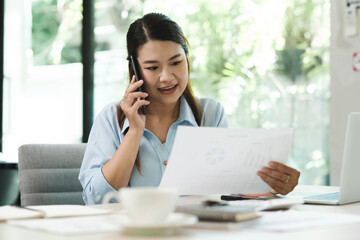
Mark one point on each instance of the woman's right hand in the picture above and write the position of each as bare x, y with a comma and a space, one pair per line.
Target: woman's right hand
132, 101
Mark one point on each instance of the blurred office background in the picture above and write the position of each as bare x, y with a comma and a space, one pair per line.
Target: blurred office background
266, 61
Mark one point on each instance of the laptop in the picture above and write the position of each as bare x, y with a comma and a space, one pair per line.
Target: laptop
349, 190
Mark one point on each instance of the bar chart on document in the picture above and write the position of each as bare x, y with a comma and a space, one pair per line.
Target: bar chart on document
221, 160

Goal of the exercise
In the copy, include no pictures; restate the listing above exactly.

Output of the exercise
Mark one point on each instance of the woman's right hand in the picture above and write the position of each as bare x, y with a comma and a space, one pair per line.
Target: woman's right hand
132, 101
Mark one point on each instance of the blurred office background in the picture above and write the position of each as bare x, y with a comma and a space, one pair per line.
Target: blurred office background
266, 61
Mark one point on each instance of the laptop in the picture above and write the position of each as bare x, y with a comma and a space, one pair per line.
Target: laptop
349, 190
Mark one point on each instance of the bar chart on document in the picture above and write the position of each as bare x, y with a comma and a space, one pair per line.
Target: bar chart on document
221, 160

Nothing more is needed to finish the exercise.